| WRITTEN INSTRUCTION |
Pull out every line from the entries below that contains the string "sleeve", matching case exactly.
[BEGIN INPUT RECORDS]
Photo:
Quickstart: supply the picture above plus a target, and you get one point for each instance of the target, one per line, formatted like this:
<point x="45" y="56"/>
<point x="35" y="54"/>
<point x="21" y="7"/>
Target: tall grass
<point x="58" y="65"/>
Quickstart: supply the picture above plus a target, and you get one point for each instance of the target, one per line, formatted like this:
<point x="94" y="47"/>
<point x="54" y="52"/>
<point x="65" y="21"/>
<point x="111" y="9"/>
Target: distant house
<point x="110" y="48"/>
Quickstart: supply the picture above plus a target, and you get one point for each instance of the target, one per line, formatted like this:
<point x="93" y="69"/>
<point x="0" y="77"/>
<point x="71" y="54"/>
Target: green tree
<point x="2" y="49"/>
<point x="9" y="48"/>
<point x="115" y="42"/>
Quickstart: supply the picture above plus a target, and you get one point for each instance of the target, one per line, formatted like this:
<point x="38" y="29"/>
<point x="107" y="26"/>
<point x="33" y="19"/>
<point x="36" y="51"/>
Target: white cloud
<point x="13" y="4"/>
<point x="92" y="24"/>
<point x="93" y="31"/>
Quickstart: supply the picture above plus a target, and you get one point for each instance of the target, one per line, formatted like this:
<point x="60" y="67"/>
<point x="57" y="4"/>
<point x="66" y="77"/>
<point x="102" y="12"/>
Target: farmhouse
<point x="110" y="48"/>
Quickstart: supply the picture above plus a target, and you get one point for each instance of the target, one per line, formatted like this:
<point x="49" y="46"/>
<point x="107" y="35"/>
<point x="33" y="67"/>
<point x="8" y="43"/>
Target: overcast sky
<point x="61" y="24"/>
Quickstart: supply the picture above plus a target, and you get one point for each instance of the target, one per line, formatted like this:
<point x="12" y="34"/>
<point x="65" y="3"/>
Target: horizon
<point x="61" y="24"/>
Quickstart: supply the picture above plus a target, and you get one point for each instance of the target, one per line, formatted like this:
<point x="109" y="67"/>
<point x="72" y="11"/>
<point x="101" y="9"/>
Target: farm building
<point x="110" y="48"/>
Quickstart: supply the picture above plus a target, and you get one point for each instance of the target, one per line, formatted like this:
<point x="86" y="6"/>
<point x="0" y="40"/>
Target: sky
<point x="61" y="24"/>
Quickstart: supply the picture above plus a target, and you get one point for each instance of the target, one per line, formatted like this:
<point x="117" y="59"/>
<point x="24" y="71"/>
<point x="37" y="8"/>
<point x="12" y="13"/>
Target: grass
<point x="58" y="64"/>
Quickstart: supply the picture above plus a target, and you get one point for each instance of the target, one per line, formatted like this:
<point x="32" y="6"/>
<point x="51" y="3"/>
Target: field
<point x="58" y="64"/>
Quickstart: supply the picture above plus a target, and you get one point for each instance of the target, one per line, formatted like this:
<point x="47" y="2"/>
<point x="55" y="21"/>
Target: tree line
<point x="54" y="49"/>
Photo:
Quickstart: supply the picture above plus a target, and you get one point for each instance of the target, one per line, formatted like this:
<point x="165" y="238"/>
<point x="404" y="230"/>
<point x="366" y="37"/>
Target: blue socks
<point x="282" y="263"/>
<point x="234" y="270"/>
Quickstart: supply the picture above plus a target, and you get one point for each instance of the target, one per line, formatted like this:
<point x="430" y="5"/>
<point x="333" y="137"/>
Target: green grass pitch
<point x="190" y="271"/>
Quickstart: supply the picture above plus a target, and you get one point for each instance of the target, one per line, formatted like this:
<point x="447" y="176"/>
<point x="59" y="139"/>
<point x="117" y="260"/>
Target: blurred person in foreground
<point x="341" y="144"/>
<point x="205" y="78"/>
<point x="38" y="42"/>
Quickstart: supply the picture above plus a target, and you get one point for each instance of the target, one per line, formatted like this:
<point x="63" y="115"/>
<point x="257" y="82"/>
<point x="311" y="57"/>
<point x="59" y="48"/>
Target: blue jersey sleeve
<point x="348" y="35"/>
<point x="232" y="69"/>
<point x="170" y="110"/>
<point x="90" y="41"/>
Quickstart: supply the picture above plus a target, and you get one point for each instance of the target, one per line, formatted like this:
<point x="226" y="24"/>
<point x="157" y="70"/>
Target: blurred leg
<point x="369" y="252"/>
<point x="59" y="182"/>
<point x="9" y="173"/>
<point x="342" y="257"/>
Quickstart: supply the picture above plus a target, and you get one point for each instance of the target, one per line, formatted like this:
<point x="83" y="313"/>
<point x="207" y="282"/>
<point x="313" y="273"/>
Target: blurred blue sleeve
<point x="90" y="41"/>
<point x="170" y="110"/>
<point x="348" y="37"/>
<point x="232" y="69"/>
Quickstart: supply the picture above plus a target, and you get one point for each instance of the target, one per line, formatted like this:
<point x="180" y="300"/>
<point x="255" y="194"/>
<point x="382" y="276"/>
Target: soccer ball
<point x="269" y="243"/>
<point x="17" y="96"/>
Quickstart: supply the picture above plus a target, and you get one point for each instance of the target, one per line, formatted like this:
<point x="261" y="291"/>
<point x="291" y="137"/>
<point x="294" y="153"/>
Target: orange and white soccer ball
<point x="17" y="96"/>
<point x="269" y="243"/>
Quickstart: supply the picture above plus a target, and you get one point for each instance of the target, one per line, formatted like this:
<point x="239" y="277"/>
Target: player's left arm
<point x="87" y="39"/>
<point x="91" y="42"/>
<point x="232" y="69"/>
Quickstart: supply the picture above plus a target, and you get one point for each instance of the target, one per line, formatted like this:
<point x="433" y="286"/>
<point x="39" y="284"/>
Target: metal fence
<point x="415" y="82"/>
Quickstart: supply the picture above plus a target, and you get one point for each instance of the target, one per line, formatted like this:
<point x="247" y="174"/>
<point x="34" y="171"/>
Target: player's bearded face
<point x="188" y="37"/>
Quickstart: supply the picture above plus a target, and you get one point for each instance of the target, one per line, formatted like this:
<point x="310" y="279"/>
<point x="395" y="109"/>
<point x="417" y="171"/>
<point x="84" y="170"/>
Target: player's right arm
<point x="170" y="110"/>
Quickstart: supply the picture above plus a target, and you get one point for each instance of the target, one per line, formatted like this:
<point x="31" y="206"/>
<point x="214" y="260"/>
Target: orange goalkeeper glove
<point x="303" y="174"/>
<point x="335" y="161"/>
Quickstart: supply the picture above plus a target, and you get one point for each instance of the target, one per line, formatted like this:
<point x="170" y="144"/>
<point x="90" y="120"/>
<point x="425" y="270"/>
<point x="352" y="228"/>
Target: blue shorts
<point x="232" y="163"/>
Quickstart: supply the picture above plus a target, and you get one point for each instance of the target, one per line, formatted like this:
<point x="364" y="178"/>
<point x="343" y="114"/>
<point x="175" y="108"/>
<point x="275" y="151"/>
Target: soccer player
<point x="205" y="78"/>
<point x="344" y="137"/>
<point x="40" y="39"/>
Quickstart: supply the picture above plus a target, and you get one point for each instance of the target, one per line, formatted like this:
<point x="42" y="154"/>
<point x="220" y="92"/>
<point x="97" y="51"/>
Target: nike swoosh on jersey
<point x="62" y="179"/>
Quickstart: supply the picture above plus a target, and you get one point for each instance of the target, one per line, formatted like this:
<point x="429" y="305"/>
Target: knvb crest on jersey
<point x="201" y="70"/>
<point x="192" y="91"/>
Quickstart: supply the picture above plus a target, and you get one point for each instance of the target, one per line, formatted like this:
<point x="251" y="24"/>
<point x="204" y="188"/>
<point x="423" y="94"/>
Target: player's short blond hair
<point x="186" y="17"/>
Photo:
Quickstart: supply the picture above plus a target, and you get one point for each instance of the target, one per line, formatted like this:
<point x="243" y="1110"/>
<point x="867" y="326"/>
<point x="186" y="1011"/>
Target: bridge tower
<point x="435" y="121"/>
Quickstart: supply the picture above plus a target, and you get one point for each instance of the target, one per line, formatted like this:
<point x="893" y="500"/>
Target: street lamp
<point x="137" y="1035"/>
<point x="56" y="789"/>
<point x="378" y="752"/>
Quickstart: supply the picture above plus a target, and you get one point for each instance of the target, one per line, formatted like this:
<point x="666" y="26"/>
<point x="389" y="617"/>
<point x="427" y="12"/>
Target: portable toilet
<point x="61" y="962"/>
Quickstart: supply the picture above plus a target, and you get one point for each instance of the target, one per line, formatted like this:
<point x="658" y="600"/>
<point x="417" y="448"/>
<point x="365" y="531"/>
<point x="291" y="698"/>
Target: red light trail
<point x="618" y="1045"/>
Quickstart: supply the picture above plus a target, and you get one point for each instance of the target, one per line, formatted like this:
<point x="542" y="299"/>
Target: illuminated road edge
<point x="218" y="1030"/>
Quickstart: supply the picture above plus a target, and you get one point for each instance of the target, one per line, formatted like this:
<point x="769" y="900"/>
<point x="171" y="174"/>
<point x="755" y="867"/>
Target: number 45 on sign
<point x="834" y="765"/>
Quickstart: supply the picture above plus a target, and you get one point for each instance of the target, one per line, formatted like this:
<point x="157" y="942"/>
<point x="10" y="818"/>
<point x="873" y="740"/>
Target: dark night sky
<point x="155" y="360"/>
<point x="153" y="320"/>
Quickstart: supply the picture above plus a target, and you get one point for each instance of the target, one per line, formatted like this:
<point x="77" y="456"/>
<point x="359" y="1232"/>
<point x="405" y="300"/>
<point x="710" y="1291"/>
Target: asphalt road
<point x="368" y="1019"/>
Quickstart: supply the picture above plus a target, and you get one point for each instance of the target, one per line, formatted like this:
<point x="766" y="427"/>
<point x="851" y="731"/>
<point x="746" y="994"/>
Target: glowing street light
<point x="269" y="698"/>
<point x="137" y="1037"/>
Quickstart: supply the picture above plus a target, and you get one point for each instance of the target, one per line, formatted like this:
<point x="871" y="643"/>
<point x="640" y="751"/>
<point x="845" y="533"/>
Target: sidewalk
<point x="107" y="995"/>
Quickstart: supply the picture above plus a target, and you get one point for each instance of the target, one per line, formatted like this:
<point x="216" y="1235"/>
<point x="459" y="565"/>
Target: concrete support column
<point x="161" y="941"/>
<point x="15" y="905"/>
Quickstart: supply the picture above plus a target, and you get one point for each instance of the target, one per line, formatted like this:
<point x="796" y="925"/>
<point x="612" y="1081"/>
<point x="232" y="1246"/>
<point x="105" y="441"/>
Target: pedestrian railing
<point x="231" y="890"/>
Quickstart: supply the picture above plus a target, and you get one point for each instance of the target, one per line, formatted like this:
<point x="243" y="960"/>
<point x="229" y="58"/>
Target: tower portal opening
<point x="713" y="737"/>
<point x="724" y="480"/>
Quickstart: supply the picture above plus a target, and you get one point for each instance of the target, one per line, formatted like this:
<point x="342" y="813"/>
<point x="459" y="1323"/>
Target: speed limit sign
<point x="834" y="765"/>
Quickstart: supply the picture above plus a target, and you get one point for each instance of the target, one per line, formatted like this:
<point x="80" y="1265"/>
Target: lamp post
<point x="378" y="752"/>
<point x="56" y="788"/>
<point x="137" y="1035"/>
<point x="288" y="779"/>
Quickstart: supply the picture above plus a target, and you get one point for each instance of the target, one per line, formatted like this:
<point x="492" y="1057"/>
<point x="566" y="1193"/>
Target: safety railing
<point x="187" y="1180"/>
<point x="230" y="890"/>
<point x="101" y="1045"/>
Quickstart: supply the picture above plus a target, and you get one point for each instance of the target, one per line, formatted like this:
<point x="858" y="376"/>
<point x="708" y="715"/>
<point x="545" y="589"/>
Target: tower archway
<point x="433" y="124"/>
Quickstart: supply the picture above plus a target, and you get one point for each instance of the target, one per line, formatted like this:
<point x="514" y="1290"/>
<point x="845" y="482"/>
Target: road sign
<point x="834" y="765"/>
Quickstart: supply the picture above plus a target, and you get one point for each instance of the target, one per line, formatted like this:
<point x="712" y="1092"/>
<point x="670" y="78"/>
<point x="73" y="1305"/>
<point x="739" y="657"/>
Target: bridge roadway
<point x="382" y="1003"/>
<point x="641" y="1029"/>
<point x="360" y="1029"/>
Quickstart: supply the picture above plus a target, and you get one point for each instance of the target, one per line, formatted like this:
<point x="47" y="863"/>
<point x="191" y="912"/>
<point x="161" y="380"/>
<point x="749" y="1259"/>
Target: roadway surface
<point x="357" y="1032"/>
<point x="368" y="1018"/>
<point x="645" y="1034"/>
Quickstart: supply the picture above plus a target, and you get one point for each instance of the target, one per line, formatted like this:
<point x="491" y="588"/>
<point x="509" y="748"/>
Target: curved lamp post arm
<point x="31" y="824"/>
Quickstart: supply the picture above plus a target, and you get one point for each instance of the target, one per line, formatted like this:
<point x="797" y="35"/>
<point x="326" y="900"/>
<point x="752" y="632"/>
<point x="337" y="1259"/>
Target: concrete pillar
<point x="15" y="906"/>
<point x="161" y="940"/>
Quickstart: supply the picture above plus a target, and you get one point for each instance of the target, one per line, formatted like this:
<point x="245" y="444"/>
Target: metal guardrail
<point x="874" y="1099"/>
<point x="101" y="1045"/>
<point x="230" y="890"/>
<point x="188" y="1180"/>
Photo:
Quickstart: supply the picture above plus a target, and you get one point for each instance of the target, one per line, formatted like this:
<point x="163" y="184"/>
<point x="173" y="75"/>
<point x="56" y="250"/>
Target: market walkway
[END INPUT RECORDS]
| ANSWER TO THIS TASK |
Target: blue jersey sleeve
Target: blurred blue sleeve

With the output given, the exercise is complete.